◆ **DOCUMENT**
Le temps dans les « Travaux et les Jours »

Longtemps pris pour un buste du philosophe romain Sénèque, ce buste pourrait en fait représenter Hésiode. Copie romaine d’un original hellénistique. Domaine public, via Wikicommons

Les Travaux et les jours se présentent schématiquement en deux parties : la première replace le présent humain dans un vaste panorama mythique, évoquant le mythe de Prométhée et celui de Pandore, et inscrivant l’humanité de son époque dans une succession de « races » toujours plus dégradée et sujette au mal… La seconde, plus personnelle et plus didactique, s’adresse à son frère Persès, un incapable notoire : il s’agit de lui enseigner comment gérer un modeste domaine agricole.

Les deux parties sont donc sous le signe du temps, et d’un temps cyclique, donc plus ou moins prévisible : le temps long pour la première, le cycle annuel pour la seconde.

Le temps du mythe

Le temps des dieux

Les dieux grecs sont soumis au temps, comme au destin, et ils ont une histoire, qu’Hésiode nous a racontée dans son premier poème, la Théogonie. S’ils sont immortels, ils ont eu une naissance, souvent douloureuse, une enfance, et ils ont dû s’affirmer contre d’autres dieux plus primitifs, parfois leurs propres parents, pour conquérir leur trône et imposer leur ordre : tel est le cas de Zeus, qui dut vaincre les Titans et soumettre son propre père Cronos…

Quant à l’histoire des relations entre les hommes et les dieux, elle aussi fut mouvementée ; la première partie des Travaux et les Jours nous rappelle que Prométhée vola à Zeus le feu, et que pour se venger, celui-ci ordonna d’envoyer aux hommes un « beau fléau », en la personne de Pandora…. la femme éternelle, qui refusa d’obéir aux ordres, ouvrit la jarre qui renfermait tous les maux, mais y laissa enfermée l’espérance… Une légende quelque peu misogyne, certes : mais qui s’en indignait alors ?

◆ **RANGÉES DE DONNÉES**
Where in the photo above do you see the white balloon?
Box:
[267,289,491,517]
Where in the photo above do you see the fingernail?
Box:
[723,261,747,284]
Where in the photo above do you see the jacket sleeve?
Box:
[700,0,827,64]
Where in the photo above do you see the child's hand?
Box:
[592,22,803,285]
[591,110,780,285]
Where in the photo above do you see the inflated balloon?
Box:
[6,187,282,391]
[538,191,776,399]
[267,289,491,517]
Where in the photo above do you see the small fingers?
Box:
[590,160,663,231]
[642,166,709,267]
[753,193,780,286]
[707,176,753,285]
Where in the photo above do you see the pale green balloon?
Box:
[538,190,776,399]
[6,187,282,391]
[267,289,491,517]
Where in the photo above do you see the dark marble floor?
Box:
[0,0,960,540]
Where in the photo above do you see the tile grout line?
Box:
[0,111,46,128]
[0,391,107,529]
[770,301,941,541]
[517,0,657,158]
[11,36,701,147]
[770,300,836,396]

◆ **EXERCICES**
a) D'après le document, à qui s'adresse la seconde partie des « Travaux et les Jours » ?
b) Transformez, s'il vous plaît, toutes les rangées de données ci-dessus en une liste numérotée, sans les lignes vides.

◆ **RÉPONSES ATTENDUES**
a) À Persès, le frère d'Hésiode.

b)
1. Where in the photo above do you see the white balloon?
2. Box:
3. [267,289,491,517]
4. Where in the photo above do you see the fingernail?
5. Box:
6. [723,261,747,284]
7. Where in the photo above do you see the jacket sleeve?
8. Box:
9. [700,0,827,64]
10. Where in the photo above do you see the child's hand?
11. Box:
12. [592,22,803,285]
13. [591,110,780,285]
14. Where in the photo above do you see the inflated balloon?
15. Box:
16. [6,187,282,391]
17. [538,191,776,399]
18. [267,289,491,517]
19. Where in the photo above do you see the small fingers?
20. Box:
21. [590,160,663,231]
22. [642,166,709,267]
23. [753,193,780,286]
24. [707,176,753,285]
25. Where in the photo above do you see the pale green balloon?
26. Box:
27. [538,190,776,399]
28. [6,187,282,391]
29. [267,289,491,517]
30. Where in the photo above do you see the dark marble floor?
31. Box:
32. [0,0,960,540]
33. Where in the photo above do you see the tile grout line?
34. Box:
35. [0,111,46,128]
36. [0,391,107,529]
37. [770,301,941,541]
38. [517,0,657,158]
39. [11,36,701,147]
40. [770,300,836,396]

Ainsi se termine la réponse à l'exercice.